[Records excerpted from a collection]
···

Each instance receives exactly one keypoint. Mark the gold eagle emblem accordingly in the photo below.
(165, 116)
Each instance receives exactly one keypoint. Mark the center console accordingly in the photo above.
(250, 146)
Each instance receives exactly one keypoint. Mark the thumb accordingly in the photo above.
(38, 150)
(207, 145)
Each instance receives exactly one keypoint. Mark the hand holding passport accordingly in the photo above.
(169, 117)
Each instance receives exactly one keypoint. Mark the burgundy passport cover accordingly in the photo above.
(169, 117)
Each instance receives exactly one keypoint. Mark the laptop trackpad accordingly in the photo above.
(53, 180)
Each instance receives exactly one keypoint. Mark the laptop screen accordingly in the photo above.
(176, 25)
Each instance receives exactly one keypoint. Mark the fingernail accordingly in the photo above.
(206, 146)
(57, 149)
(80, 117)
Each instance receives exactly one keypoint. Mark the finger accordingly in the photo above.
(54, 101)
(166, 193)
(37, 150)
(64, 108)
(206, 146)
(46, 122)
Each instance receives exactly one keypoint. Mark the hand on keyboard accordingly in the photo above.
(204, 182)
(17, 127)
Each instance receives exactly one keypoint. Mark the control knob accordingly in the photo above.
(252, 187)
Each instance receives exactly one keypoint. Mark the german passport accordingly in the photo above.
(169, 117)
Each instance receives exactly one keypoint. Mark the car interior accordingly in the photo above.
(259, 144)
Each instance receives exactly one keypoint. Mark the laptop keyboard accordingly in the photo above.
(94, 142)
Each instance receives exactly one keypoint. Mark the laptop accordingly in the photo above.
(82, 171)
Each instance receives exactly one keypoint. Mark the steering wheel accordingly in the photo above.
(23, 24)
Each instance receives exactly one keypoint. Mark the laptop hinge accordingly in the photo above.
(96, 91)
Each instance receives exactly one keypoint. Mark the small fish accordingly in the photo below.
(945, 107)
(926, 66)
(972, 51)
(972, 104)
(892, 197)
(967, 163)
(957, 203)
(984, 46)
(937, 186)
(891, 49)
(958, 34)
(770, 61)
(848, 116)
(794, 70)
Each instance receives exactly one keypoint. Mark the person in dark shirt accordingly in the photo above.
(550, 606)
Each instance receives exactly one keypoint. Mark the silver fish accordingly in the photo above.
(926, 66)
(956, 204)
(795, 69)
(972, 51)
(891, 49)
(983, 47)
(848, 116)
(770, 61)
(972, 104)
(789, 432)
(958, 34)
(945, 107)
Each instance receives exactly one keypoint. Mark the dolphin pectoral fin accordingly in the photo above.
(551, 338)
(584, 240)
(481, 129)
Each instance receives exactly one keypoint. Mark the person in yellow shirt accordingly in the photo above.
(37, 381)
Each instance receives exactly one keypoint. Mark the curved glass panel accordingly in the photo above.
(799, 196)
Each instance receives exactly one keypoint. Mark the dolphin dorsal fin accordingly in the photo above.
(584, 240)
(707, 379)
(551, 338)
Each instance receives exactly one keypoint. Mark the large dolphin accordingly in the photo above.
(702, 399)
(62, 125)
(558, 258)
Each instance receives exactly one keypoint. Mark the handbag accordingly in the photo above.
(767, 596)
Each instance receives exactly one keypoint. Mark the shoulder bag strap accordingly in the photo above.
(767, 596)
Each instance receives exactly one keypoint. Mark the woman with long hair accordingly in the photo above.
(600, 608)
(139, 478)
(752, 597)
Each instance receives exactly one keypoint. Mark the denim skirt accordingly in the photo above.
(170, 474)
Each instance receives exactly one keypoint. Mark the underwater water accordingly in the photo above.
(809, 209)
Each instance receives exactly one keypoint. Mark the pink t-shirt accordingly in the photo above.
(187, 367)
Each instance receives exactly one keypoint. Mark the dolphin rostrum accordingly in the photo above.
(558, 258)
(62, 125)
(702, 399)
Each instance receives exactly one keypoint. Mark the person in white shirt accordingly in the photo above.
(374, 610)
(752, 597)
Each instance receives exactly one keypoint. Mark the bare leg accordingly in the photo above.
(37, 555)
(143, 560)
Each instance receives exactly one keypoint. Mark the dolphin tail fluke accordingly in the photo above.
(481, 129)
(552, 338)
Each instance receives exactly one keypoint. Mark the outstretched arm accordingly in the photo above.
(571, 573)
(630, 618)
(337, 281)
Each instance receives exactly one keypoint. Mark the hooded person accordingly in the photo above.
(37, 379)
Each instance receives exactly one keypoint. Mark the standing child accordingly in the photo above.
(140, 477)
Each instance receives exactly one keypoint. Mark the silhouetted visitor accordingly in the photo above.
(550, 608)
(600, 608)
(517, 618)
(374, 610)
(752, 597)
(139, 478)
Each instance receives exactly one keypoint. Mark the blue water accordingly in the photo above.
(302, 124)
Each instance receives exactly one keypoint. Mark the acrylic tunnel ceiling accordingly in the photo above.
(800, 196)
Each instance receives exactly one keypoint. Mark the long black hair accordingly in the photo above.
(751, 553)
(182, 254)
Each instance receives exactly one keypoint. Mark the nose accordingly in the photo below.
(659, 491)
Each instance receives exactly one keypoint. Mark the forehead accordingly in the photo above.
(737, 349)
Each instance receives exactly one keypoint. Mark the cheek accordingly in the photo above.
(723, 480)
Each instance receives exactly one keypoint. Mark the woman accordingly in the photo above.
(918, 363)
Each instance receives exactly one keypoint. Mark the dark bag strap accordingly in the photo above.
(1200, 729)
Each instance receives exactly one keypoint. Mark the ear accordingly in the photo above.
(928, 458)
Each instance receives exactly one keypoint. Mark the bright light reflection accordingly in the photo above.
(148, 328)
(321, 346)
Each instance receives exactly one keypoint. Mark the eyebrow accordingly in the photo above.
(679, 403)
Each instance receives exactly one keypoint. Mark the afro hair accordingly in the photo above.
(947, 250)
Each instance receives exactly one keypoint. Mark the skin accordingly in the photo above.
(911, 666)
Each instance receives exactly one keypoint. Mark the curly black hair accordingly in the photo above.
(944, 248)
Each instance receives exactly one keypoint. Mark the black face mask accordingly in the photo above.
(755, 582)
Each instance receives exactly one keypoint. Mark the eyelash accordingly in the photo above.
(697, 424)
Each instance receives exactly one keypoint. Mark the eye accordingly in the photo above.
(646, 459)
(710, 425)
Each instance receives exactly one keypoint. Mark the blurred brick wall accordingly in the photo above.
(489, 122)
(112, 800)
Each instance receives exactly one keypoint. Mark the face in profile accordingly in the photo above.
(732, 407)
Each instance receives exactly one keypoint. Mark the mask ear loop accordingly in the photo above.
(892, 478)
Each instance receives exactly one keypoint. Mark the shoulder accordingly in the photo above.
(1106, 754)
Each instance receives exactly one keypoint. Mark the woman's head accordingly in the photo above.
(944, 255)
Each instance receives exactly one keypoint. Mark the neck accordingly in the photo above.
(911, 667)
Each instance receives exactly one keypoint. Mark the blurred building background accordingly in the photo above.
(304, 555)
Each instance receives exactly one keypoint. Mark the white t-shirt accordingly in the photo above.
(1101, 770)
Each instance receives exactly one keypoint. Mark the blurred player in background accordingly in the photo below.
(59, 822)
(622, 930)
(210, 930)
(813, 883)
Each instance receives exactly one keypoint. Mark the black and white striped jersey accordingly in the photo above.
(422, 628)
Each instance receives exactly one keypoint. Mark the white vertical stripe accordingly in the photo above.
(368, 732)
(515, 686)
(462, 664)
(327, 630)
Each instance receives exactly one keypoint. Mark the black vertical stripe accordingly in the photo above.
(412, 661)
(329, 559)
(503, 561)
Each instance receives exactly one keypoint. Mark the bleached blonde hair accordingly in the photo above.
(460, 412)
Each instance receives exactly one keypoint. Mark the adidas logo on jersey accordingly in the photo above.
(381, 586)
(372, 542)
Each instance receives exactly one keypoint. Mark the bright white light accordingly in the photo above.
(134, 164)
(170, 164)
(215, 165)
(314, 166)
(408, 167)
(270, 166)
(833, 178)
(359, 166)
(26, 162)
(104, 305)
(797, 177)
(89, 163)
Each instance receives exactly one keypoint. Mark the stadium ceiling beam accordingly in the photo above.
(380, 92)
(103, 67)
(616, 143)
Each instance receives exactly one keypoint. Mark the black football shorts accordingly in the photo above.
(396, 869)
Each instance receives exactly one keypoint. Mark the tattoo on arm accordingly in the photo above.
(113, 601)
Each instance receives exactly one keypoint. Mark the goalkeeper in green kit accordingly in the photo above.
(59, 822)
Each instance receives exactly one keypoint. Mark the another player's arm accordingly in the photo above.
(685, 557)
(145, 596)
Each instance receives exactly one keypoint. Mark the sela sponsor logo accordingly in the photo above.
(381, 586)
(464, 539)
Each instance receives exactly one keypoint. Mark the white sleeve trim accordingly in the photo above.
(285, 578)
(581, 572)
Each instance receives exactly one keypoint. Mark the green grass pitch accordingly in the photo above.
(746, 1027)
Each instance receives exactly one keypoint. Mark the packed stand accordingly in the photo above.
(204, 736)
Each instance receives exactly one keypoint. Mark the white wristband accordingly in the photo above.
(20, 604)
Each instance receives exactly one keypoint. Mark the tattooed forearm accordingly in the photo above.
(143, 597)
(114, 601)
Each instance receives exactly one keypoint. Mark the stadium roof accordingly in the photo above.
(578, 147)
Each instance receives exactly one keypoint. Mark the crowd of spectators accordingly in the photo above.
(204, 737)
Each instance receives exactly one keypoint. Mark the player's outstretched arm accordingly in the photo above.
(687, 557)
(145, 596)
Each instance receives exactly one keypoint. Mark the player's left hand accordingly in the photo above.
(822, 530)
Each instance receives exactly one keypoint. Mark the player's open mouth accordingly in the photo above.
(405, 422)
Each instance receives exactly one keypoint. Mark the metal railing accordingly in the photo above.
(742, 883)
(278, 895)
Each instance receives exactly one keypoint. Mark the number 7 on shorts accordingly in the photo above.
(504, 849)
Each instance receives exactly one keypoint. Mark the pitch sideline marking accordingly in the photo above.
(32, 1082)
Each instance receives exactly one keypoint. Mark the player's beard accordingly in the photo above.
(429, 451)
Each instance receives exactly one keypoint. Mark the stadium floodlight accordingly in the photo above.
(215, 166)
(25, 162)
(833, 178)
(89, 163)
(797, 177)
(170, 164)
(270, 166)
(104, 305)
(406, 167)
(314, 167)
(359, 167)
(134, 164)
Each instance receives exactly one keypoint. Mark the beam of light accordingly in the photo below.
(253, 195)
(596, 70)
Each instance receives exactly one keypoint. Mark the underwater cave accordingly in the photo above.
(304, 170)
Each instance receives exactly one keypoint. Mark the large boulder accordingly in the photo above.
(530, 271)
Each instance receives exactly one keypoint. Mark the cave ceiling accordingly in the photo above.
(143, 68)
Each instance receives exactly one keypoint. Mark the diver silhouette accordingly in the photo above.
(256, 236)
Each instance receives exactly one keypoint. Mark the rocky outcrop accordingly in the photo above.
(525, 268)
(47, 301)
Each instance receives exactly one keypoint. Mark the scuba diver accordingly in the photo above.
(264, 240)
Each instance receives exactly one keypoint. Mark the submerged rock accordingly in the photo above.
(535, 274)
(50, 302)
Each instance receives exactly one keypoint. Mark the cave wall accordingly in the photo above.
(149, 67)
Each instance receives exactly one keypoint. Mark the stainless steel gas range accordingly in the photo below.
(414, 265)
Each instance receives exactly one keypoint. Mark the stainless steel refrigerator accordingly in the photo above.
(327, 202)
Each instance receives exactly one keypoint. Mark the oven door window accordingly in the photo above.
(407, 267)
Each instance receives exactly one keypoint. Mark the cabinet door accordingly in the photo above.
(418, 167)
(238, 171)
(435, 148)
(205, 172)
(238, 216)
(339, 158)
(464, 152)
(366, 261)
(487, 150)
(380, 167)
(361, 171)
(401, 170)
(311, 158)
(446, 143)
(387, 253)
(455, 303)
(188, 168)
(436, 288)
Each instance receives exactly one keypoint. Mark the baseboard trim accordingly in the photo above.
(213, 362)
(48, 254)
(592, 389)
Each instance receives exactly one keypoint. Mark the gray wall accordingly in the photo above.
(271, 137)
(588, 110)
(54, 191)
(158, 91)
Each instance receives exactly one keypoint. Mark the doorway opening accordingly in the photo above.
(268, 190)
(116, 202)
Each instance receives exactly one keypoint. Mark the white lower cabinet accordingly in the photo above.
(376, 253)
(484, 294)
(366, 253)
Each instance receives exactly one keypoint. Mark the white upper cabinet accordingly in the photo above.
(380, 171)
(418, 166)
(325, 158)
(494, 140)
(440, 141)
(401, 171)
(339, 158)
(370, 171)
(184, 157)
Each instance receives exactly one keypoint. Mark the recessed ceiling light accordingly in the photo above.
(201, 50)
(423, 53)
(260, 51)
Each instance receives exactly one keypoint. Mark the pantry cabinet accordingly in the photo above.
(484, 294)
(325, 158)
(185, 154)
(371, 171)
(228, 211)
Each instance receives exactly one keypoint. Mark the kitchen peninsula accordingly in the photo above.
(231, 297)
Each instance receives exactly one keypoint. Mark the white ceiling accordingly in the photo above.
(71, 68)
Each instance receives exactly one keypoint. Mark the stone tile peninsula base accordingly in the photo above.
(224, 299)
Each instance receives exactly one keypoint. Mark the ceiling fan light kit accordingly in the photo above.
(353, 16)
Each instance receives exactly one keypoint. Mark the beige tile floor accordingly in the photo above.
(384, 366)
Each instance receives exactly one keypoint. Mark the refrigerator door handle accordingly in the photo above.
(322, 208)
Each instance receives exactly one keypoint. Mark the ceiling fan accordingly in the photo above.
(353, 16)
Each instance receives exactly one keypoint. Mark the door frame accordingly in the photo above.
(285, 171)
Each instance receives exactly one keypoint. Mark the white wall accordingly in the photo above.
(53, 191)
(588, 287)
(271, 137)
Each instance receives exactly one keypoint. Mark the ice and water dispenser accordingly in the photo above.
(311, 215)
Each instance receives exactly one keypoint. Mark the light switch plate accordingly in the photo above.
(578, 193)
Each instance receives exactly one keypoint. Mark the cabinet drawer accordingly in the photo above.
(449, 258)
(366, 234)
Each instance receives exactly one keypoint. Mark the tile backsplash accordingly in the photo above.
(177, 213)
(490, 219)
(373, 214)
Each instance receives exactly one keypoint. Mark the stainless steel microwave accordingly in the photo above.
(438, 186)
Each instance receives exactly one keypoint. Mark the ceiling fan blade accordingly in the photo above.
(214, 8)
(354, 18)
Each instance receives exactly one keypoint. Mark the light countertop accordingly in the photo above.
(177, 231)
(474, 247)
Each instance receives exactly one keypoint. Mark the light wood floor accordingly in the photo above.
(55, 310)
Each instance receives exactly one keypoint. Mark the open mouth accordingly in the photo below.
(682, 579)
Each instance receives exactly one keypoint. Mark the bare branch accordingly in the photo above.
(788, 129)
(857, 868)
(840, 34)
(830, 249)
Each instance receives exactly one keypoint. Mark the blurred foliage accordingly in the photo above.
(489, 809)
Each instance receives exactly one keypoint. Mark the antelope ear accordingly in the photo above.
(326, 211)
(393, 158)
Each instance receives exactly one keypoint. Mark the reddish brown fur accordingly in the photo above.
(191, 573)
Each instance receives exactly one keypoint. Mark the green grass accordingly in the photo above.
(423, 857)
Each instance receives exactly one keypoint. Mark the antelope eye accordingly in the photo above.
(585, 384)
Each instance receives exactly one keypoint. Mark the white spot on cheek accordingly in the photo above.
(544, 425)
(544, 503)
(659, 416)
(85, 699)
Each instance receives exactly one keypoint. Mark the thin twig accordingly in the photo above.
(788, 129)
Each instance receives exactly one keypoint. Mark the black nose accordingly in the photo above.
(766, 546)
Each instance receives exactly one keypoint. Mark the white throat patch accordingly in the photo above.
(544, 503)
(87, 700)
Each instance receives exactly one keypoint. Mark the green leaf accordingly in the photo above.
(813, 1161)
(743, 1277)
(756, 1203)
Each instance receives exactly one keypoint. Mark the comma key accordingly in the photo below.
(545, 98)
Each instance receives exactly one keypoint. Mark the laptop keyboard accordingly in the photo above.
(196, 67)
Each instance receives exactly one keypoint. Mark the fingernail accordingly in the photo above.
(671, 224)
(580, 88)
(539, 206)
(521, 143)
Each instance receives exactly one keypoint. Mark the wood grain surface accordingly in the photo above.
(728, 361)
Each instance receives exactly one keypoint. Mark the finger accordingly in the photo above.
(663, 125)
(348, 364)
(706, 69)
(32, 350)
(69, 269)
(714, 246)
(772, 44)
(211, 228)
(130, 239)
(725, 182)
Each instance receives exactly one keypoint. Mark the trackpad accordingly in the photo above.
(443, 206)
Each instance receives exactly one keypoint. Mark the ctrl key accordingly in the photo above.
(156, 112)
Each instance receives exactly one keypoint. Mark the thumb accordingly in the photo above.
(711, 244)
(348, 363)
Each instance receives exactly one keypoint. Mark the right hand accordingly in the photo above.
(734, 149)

···

**The task**
Whatever lies between the line containing "Each instance receives exactly one keypoint. Mark the right" and the final line above, both included, must be returned exactly.

**Solution to this task**
Each instance receives exactly one keypoint. Mark the right hand accordingly in the photo above.
(734, 149)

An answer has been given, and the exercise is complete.